Reading passage =>
= = = =
A neurological examination of A.T.K. revealed she had excessive delay in processing new or unfamiliar material, that she has difficulty engaging in independent and effective problem solving, that she had a "borderline to low average" IQ, and that she placed in the "mentally deficient" range on a test designed to uncover her level of understanding and awareness of social mores. Dr. Brown, the author of the report, concluded A.T.K. had slow cognitive processing and impaired executive functioning because she has difficulty conceptualizing solutions to problems in a timely manner. He also concluded that "[w]ith respect to parenting, the current results indicate that [A.T.K.] is not able to sustain attendance to the needs of her child when she is required to acquire, incorporate, and execute novel parenting variables without sustained supervision."

Dr. Kirschner also evaluated A.T.K.'s psychological functioning and parenting abilities. In a report, he stated she lacked nurturing skills and tended to place her child's needs secondary to her own. After conducting a bonding evaluation, he noted that while Z.J.T. appeared comfortable with his mother, "the behavioral observation suggested that he did not relate to his mother in a manner commonly observed between a securely attached child and a parental attachment figure." Dr. Kirschner concluded that, "based on a reasonable degree of psychological certainty that [Z.J.T.] would not likely experience serious and enduring psychological harm if his relationship with [A.T.K.] was to be severed." He also observed that Z.J.T. was at ease with his foster parents, that they engaged him, but that he also initiated physical contact with them. He also stated that "based on a reasonable degree of psychological certainty that if [Z.J.T.'s] relationship with his foster parents was to be severed that he would likely experience psychological harm or trauma, as manifested by feelings of sadness and loss, as well as behavioral regression." His ultimate conclusion was that it would be in the best interest of Z.J.T. to terminate A.T.K.'s parental rights.
= = = =
[Entries from a collection]
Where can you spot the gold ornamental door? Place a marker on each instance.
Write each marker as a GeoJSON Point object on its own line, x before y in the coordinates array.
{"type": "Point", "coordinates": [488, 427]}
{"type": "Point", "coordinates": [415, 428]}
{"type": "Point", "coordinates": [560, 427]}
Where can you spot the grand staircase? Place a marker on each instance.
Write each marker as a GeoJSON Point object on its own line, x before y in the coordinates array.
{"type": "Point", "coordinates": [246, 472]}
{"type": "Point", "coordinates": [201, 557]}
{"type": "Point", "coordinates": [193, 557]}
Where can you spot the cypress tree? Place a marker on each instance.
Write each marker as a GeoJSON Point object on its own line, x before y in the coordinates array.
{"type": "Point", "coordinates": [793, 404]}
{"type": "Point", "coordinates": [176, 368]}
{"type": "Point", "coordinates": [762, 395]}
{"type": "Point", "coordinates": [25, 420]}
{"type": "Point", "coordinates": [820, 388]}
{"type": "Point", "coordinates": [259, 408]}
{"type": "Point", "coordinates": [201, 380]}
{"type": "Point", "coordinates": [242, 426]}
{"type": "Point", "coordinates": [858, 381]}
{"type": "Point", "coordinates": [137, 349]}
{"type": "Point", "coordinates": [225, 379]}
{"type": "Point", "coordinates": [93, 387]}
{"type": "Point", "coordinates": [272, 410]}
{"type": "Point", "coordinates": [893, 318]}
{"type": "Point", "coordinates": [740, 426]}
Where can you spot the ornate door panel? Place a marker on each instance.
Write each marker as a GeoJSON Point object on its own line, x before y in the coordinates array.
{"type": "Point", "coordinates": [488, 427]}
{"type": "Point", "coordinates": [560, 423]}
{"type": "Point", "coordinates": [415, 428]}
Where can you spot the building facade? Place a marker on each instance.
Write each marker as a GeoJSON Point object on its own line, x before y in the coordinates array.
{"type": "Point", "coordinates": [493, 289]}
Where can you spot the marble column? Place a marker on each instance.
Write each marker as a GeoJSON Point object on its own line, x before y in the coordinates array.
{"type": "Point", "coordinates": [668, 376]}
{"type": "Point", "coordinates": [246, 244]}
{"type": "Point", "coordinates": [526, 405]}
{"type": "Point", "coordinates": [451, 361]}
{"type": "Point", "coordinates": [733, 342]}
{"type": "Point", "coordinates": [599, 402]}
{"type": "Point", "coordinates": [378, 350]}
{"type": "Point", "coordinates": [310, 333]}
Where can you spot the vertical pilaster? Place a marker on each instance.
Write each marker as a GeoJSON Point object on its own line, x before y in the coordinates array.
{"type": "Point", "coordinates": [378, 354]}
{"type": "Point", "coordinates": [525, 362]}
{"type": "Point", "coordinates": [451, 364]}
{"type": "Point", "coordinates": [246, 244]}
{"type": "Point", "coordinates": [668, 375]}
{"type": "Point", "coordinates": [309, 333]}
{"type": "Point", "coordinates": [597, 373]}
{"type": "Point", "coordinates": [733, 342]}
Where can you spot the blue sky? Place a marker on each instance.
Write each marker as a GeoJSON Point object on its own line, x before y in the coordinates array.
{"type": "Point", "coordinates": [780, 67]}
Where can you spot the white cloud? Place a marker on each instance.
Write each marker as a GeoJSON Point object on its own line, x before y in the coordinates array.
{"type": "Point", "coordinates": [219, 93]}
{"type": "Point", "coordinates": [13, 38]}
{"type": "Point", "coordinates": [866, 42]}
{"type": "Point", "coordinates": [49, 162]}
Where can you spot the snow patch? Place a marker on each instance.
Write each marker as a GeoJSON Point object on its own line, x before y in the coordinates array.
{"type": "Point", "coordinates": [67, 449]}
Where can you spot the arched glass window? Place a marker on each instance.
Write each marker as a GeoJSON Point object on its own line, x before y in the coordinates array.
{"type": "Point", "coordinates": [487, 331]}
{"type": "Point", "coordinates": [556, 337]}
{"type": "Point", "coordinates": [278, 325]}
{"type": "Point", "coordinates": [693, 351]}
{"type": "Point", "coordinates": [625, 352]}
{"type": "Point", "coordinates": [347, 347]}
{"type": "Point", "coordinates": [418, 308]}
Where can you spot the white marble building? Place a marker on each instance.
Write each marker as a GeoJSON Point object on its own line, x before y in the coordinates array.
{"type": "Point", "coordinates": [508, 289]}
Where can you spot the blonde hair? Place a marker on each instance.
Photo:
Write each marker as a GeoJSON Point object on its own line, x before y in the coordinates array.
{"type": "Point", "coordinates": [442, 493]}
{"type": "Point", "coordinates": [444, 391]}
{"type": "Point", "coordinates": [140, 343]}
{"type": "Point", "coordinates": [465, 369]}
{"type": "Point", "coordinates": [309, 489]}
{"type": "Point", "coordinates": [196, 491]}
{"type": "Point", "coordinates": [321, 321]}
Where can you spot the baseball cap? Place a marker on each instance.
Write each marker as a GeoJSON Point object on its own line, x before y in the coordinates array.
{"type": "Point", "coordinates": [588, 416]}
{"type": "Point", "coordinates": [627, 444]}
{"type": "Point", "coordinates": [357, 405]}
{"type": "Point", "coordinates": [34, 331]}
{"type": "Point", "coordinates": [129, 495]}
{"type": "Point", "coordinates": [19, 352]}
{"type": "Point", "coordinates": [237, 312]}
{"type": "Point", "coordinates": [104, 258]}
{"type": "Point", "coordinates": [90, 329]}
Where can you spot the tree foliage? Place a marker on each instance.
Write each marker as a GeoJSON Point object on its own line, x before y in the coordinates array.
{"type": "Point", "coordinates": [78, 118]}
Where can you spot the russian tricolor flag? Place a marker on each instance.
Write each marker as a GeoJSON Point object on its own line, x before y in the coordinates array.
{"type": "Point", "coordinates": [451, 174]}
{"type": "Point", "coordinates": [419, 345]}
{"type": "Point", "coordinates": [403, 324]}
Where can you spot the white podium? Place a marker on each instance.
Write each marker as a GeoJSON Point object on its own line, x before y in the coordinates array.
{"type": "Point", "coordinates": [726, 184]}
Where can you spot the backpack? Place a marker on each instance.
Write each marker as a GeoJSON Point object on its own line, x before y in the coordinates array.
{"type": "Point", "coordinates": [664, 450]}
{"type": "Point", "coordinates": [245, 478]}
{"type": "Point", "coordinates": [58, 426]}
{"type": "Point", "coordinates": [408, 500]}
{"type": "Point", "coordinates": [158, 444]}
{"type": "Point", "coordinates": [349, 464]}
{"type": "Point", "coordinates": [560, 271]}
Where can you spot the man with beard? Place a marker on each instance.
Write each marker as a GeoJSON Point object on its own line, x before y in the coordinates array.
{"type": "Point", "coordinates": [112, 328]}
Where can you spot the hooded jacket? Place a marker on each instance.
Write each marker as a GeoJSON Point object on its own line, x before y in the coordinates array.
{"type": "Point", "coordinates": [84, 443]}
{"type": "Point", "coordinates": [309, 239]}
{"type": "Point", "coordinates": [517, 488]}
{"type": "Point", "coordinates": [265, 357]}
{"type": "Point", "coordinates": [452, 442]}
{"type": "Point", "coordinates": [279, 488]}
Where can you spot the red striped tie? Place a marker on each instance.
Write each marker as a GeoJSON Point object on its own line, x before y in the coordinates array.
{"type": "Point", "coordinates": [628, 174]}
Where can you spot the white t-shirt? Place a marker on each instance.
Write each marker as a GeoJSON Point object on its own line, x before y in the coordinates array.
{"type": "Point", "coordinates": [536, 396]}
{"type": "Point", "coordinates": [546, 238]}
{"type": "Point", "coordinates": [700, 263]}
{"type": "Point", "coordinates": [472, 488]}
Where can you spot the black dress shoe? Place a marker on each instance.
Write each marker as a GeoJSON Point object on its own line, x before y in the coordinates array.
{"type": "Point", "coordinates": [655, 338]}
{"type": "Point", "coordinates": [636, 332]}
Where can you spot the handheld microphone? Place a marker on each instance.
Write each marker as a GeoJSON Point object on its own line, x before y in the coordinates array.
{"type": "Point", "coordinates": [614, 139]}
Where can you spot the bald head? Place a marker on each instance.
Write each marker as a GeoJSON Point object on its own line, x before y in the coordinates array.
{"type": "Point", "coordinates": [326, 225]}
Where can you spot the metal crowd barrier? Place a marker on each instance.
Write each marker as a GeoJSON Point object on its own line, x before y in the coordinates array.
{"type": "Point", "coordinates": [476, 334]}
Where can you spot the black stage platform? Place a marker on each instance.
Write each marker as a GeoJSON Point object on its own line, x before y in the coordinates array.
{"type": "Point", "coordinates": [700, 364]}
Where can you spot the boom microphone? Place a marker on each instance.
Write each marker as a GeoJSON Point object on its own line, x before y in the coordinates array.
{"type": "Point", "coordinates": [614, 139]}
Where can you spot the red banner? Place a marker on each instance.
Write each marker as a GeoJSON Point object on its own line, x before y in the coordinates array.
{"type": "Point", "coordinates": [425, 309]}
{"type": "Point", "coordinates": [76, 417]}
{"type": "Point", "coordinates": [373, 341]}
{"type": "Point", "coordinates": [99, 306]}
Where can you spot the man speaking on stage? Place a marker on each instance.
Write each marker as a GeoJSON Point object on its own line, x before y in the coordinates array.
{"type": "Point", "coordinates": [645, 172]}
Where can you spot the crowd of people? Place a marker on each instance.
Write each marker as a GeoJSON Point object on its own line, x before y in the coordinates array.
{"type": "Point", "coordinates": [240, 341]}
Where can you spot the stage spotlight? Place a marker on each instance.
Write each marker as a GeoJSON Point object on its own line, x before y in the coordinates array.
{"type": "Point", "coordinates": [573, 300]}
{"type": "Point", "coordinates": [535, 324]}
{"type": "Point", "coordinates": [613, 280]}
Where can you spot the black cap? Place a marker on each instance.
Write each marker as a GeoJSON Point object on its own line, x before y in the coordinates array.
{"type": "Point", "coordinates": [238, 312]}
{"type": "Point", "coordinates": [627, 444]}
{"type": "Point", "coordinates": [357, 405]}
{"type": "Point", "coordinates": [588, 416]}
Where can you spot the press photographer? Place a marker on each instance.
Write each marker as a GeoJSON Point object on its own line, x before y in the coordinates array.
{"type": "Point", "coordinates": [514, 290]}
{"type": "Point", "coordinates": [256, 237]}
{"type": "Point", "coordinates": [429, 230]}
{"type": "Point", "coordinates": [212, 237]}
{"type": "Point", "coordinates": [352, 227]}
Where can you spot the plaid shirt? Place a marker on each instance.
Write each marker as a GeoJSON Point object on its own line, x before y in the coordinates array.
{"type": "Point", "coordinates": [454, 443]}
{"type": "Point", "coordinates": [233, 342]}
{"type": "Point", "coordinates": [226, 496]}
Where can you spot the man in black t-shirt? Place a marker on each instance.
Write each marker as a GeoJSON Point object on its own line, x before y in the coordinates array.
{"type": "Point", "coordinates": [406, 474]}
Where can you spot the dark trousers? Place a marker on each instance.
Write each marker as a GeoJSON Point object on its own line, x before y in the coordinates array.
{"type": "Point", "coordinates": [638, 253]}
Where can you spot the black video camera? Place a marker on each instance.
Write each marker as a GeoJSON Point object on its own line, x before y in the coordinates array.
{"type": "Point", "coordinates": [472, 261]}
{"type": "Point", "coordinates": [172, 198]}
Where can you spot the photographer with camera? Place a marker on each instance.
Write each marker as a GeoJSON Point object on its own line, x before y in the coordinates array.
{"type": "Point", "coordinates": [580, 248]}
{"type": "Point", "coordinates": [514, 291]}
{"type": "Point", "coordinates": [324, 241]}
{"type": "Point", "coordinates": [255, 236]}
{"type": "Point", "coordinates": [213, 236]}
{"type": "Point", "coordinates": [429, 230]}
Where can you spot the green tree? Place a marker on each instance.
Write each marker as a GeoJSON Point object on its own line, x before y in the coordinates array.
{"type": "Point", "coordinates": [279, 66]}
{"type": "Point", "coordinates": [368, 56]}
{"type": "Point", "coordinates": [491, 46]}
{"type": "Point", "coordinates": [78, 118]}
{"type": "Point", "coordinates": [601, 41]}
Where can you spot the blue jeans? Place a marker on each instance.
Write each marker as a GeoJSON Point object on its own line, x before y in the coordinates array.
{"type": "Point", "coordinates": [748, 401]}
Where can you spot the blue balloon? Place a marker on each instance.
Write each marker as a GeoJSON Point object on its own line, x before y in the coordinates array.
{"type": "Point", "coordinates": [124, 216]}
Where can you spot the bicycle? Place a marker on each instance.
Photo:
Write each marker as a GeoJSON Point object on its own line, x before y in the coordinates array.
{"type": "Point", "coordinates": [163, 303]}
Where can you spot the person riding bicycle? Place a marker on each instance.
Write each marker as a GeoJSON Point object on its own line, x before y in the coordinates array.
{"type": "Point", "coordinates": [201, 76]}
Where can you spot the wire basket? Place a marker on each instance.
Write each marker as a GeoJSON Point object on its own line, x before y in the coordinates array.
= = = =
What this exercise asks =>
(a) According to the passage on A.T.K.'s evaluations, in what IQ range did the neurological examination place her?
(b) List every person whom the passage on A.T.K.'s evaluations identifies by name or initials.
(c) Carry on the passage on A.T.K.'s evaluations from where it stops.
The entries bear no relation to the passage on A.T.K.'s evaluations.

Answer section =>
(a) The "borderline to low average" range.

(b) A.T.K., Dr. Brown, Dr. Kirschner, Z.J.T.

(c)
On May 20, 2010, at a permanency hearing, the Division presented its plan to terminate A.T.K.'s parental rights followed by adoption of Z.J.T. by his foster parents. The Division filed a complaint seeking guardianship of Z.J.T. on June 30, 2010. While this litigation was pending, A.T.K. gave birth to G.S., and the Division was granted custody on January 18, 2010. G.S. initially went into foster care but is now under the legal custody of her father, C.S.5

The guardianship trial for Z.J.T. began on April 8, 2011, continued on May 4, 2011, and concluded on June 10, 2011. The Division first called Dr. Mark Sanchez, a board certified psychiatrist, who had been treating A.T.K. at University Hospital since May 2009. He explained that during his initial evaluation, A.T.K. did not present any depressive symptoms but that a month later, after Z.J.T. was removed by the Division, she reported she was feeling very depressed; he subsequently diagnosed her with "major depression." He described her medications, including Paxil and Prozac, which she stopped taking on her own accord without any explanation. He stated that the last time he treated her was in November 2010, and that at that time, in his medical opinion, she was still in need of treatment.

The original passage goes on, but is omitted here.